#### Goal:
Recast the data as a Markdown table with the columns "Row" and "Line," giving each line a row number and leaving out blank lines. Begin with the line that contains "Where can you spot the pink" and continue through the end of the data, including both ends.

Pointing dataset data
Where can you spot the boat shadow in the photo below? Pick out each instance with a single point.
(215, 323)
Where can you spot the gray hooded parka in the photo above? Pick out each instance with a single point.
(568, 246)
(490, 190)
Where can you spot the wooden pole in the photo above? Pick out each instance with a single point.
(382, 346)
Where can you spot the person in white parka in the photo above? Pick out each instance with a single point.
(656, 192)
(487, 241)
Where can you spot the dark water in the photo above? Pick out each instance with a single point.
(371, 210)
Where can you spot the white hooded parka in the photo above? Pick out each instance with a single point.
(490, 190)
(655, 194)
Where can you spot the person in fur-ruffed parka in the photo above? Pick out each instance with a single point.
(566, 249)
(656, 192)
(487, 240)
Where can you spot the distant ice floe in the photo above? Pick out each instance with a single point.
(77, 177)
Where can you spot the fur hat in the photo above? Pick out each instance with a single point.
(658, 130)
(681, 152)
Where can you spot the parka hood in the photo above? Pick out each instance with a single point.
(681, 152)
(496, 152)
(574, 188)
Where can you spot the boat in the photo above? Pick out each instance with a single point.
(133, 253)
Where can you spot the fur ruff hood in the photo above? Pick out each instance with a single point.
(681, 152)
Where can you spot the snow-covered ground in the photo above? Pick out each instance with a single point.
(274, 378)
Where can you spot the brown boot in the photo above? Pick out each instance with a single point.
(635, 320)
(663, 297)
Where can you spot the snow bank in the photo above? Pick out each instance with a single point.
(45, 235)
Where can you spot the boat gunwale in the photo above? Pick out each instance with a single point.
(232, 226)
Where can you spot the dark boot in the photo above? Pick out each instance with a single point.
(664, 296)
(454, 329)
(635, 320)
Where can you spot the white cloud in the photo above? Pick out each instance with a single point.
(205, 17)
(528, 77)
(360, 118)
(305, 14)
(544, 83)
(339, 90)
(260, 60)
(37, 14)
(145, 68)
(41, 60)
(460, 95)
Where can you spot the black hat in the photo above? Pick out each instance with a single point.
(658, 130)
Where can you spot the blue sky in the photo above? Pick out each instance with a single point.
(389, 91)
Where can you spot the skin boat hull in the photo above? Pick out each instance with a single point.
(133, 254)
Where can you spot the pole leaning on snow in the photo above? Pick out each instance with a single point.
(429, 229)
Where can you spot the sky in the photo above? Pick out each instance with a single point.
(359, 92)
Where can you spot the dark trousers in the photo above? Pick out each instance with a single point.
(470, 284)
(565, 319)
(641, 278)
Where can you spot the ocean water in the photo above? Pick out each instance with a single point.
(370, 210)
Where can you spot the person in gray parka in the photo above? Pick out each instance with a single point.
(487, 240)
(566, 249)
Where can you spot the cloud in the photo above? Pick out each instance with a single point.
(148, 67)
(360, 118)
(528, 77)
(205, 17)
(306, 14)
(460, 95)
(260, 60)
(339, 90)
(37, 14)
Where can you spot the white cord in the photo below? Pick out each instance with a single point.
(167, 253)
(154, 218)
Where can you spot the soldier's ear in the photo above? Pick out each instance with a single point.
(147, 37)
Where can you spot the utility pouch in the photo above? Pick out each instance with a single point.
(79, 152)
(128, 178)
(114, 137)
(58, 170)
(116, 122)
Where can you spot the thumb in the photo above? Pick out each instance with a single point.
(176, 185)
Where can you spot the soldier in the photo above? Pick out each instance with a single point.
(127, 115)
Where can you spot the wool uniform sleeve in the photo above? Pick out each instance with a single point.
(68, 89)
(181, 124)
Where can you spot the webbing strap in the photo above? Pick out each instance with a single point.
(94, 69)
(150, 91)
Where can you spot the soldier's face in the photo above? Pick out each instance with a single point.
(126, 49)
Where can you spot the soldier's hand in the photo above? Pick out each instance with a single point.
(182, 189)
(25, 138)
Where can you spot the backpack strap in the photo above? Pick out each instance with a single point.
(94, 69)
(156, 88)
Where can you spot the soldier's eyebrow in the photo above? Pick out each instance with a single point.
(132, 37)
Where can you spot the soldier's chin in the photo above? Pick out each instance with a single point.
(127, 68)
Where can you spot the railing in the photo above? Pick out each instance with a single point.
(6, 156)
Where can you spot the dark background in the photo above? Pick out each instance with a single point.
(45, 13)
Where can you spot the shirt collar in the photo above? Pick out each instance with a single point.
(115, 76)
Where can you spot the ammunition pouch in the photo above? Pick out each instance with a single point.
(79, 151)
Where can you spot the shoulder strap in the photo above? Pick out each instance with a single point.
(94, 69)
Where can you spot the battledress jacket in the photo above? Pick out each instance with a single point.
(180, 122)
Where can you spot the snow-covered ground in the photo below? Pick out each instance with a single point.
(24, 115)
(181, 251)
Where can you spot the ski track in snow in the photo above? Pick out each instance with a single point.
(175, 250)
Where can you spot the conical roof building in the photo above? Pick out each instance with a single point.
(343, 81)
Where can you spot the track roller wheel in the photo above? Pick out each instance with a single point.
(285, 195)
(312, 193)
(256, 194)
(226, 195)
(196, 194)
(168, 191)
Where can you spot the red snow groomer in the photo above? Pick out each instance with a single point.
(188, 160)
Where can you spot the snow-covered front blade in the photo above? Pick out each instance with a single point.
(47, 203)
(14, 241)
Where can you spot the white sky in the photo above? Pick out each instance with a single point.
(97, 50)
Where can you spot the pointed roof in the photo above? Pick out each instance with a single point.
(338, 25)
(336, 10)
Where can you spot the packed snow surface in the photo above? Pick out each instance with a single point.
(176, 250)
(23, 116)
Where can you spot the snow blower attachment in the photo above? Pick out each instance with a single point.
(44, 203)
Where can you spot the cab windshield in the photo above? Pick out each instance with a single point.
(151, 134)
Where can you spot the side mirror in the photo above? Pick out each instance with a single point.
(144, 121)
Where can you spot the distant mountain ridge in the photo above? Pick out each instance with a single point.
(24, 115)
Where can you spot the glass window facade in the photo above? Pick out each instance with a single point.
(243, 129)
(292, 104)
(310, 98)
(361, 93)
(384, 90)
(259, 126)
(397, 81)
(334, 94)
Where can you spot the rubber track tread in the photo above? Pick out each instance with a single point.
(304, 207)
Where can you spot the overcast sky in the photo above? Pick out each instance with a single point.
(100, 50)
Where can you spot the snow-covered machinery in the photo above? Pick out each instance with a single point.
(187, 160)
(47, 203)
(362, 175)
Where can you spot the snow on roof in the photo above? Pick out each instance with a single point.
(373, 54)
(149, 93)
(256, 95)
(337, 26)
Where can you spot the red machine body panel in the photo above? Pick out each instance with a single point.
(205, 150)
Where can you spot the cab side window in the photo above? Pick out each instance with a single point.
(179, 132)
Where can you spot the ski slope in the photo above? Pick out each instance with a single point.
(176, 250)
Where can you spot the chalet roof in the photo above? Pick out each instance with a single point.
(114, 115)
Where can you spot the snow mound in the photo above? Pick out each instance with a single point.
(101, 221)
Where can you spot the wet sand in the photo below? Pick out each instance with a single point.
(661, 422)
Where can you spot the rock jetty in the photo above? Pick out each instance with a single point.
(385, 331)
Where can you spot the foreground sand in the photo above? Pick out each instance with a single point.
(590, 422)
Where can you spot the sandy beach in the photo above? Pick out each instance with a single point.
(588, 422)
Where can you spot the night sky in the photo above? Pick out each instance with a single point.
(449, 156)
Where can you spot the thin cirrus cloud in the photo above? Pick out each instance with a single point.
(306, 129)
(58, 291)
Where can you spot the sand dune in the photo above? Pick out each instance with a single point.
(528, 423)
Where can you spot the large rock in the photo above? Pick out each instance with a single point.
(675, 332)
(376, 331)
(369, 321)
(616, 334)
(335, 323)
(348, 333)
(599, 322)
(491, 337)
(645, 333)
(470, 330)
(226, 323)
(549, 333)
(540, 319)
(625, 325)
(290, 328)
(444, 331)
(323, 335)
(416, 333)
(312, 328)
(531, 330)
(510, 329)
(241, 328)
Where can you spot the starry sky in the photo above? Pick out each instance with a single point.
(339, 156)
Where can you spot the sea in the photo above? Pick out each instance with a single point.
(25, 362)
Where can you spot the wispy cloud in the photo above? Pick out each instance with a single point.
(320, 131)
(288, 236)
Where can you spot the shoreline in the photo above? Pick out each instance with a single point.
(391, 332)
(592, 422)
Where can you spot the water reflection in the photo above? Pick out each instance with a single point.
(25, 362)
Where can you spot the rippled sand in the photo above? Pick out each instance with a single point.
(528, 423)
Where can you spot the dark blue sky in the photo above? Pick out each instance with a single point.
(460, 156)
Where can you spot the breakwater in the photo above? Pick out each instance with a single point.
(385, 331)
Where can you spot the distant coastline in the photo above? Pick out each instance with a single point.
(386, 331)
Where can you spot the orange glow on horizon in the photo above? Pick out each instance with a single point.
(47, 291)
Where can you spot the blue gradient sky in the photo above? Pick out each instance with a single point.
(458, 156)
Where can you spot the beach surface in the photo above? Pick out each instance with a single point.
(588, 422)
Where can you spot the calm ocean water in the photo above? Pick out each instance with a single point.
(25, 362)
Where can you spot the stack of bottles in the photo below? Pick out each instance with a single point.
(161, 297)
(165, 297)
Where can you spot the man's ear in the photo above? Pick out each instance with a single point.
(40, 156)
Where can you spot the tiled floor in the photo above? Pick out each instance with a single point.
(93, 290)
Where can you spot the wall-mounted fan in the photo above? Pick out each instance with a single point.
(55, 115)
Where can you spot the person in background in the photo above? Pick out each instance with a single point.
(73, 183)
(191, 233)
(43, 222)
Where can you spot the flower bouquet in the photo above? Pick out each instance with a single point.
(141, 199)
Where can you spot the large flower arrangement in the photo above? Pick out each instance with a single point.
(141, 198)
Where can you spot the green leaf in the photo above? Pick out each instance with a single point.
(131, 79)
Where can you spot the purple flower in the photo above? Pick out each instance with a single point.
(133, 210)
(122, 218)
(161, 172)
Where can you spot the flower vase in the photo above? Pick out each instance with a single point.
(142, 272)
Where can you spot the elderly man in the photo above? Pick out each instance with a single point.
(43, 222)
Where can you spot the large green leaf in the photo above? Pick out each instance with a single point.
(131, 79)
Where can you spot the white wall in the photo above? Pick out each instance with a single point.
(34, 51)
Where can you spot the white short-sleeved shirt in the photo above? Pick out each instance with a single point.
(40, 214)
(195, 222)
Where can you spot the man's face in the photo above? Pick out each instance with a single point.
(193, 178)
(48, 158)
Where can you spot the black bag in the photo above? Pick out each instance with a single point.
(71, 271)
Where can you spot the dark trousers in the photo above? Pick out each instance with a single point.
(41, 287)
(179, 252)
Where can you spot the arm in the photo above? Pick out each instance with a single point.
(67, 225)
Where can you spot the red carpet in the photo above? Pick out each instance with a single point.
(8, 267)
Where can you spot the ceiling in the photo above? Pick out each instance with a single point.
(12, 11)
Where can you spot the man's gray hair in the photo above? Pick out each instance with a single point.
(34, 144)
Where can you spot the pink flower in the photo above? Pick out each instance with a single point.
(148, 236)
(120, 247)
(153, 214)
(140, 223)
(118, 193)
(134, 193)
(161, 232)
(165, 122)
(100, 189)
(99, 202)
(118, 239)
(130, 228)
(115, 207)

#### Solution for this exercise:
| Row | Line |
|---|---|
| 1 | Where can you spot the pink flower in the photo above? Pick out each instance with a single point. |
| 2 | (148, 236) |
| 3 | (120, 247) |
| 4 | (153, 214) |
| 5 | (140, 223) |
| 6 | (118, 193) |
| 7 | (134, 193) |
| 8 | (161, 232) |
| 9 | (165, 122) |
| 10 | (100, 189) |
| 11 | (99, 202) |
| 12 | (118, 239) |
| 13 | (130, 228) |
| 14 | (115, 207) |